▶ **What is needed**
Keep writing the piece on income tax and life insurance death benefits, picking up right after its final sentence.

▶ **Quoted text**
The general rule under IRC Section 101(a) is that life insurance death benefits are received by the policy’s beneficiaries income tax free. Specifically, Section 101(a)(1) provides that a taxpayer’s gross income doesn’t include amounts received under a life insurance contract if such amounts are paid by reason of the death of the insured.

In situations in which a taxpayer transfers an interest in a life insurance contract for valuable consideration (a transfer for value) or as part of, or following, a reportable policy sale, the owner of the policy will generally be subject to income tax on some or all of the death benefit unless an exception applies.1 The amount of the death benefit that’s subject to income taxes generally is the excess of the death benefit over the amount actually paid for the interest in the contract, plus any premiums and other amounts paid by the transferee following the transfer.2 Both permanent and term life insurance policies are subject to the transfer-for-value rule.3

Example 1: A pays premiums of $500 for an insurance policy with a face amount of $1,000 on the life of B and subsequently transfers the policy to C for $600. C receives the proceeds of $1,000 on the death of B. The amount that C can exclude from his gross income is limited to $600 plus any premiums paid by C subsequent to the transfer.

▶ **Supplied entries**
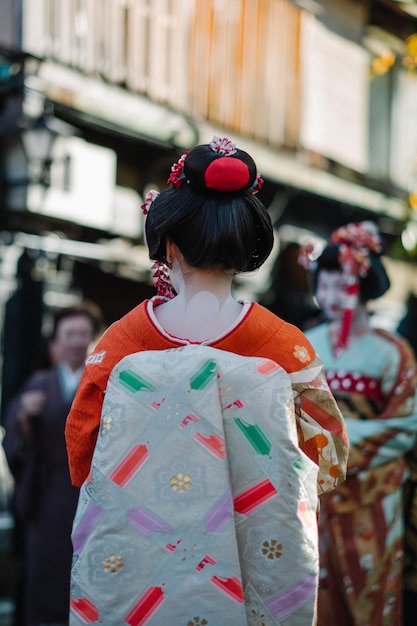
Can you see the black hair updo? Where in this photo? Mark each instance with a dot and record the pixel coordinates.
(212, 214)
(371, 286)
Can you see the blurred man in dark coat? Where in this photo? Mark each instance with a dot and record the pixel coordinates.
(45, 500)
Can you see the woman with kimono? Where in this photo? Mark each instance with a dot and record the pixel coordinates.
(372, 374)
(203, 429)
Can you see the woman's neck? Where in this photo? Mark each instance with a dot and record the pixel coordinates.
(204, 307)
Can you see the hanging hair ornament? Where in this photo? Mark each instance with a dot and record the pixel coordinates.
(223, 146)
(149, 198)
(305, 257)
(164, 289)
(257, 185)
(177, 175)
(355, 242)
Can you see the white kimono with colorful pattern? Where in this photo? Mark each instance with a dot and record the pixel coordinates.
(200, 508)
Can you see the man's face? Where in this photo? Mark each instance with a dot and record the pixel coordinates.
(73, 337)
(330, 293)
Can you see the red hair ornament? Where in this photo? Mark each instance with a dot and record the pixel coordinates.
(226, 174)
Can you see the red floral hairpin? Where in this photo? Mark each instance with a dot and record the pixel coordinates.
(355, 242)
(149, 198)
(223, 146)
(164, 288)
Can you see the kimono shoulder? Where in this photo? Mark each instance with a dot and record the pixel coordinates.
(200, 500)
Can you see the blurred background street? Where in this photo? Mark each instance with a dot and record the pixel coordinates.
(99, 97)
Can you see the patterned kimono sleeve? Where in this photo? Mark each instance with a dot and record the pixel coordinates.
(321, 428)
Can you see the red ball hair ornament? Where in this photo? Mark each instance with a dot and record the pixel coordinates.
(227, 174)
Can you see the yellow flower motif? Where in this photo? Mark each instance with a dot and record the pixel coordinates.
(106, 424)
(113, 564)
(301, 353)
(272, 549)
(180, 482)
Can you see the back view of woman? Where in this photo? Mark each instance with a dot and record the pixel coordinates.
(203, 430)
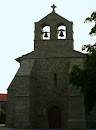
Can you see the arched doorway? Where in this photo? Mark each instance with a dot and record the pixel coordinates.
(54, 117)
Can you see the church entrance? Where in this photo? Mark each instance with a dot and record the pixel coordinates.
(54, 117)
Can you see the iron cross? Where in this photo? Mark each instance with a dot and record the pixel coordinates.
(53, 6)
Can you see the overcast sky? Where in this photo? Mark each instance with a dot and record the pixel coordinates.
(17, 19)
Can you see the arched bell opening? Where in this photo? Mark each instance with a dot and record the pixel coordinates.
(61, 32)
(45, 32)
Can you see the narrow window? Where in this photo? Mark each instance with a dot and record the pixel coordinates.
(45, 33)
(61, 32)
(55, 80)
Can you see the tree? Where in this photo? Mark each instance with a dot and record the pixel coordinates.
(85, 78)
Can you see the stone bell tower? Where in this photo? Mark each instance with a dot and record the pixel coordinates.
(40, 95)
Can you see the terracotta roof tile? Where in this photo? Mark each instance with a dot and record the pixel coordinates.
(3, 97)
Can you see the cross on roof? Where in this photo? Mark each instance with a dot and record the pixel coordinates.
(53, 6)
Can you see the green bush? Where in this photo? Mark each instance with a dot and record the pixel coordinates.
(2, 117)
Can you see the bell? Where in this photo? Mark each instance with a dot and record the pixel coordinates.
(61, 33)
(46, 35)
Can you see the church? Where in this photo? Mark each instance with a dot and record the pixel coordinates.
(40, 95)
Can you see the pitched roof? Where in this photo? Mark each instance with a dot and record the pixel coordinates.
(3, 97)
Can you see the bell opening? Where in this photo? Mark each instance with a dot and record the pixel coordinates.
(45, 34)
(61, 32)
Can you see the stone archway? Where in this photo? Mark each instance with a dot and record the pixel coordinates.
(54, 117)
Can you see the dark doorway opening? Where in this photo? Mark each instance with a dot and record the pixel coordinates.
==
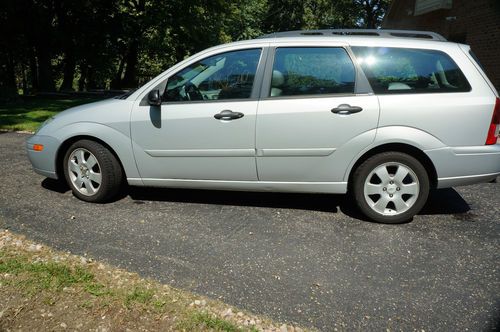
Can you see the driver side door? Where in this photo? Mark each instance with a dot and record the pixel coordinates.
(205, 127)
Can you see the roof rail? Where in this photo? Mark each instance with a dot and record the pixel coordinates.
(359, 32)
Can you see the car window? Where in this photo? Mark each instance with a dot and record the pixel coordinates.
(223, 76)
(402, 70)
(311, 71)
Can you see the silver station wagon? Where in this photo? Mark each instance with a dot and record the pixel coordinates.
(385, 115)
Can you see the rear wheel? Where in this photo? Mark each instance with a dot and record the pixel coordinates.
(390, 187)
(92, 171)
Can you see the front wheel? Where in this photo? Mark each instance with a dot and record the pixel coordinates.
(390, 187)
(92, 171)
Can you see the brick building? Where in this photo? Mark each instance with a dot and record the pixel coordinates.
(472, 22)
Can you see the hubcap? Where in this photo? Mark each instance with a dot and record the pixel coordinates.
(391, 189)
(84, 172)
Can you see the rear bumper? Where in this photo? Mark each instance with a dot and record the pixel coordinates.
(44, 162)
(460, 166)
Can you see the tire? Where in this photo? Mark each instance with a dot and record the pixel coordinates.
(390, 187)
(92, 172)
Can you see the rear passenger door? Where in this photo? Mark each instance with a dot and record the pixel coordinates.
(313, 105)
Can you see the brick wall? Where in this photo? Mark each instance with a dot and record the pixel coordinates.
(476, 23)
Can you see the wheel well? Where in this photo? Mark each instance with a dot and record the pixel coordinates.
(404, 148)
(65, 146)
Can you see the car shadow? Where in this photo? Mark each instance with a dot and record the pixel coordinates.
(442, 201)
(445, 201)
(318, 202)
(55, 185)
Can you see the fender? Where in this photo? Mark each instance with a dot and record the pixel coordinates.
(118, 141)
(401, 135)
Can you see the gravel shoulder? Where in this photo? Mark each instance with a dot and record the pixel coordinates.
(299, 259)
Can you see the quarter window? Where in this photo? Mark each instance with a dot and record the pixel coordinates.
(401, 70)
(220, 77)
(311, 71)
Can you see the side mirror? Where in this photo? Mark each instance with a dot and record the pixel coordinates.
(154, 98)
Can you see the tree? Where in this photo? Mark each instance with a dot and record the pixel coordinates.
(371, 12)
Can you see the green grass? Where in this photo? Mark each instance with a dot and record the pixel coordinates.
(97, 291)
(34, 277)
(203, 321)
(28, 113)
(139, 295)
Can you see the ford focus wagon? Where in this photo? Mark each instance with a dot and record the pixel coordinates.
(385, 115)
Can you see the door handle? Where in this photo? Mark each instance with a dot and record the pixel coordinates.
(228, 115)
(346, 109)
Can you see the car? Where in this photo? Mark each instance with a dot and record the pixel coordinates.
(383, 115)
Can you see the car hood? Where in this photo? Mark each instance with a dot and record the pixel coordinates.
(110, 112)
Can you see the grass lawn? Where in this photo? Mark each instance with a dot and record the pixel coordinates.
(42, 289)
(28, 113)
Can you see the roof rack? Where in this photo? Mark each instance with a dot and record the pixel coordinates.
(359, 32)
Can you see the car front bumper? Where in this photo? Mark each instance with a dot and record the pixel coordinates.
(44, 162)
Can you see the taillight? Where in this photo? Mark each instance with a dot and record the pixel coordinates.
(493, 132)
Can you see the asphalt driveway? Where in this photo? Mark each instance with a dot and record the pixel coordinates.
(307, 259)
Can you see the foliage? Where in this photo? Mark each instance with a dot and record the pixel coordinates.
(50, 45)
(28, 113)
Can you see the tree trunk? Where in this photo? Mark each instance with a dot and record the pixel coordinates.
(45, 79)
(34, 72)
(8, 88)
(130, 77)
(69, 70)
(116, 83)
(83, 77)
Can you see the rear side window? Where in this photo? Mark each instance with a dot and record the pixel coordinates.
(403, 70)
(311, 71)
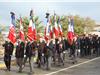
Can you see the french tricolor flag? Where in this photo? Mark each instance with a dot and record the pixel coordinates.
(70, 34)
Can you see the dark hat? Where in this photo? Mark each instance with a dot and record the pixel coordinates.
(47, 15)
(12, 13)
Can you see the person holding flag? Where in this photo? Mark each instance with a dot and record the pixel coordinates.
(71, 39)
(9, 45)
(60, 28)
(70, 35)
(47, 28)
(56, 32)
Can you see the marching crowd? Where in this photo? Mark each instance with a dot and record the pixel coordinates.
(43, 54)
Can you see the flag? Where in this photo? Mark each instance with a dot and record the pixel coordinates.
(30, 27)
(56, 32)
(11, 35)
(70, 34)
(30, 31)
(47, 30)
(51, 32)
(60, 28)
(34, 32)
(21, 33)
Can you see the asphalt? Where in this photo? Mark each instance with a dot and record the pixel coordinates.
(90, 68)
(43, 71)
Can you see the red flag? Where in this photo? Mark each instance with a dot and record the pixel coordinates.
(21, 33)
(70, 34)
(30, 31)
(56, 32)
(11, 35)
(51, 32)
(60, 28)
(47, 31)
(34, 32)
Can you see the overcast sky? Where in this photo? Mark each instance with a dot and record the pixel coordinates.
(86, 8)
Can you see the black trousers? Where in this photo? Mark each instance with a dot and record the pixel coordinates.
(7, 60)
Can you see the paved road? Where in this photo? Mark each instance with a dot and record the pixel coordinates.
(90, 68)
...
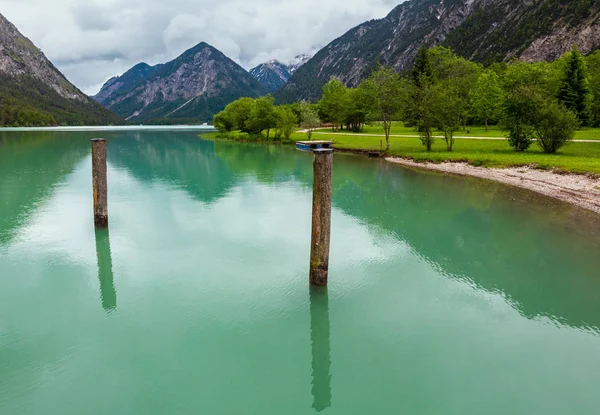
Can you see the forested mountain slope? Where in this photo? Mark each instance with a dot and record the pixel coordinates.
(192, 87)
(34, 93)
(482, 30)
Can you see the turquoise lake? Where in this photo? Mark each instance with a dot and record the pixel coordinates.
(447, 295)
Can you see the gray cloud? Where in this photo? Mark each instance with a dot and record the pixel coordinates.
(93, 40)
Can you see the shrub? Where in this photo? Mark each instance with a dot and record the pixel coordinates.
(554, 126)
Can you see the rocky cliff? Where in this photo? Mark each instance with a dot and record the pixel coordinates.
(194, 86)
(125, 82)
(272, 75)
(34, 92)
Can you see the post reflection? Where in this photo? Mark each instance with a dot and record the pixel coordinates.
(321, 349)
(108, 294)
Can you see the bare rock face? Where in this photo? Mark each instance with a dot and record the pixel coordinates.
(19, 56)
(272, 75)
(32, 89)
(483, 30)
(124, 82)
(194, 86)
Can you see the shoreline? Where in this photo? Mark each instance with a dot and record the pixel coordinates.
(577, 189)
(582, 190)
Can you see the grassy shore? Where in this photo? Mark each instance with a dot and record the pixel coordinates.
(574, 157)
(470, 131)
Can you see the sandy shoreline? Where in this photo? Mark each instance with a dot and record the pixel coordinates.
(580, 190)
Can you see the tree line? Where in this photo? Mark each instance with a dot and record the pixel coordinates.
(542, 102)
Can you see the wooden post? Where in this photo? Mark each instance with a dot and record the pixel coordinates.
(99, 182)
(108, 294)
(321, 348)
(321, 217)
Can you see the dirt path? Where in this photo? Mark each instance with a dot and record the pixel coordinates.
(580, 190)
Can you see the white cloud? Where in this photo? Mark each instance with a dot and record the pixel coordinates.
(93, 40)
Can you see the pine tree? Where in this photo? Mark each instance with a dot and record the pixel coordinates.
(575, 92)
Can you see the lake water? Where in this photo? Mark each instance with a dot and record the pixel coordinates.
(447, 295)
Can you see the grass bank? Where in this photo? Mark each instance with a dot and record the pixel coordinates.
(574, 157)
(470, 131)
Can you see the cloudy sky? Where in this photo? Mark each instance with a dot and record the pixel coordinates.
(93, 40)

▶ **Task output**
Note that a transfer of policy interests may constitute a reportable policy sale even though the individual or entity receiving the policy falls under one of the exceptions of the transfer-for-value rules. Similarly, it’s possible for a transfer to violate the transfer-for-value rules, with no applicable exception available, but not constitute a reportable policy sale. As such, it’s important to understand the rules relating to each type of transfer—both transfer for value and reportable policy sale—before piecing together the broader analysis that should be done for every transfer of a policy interest.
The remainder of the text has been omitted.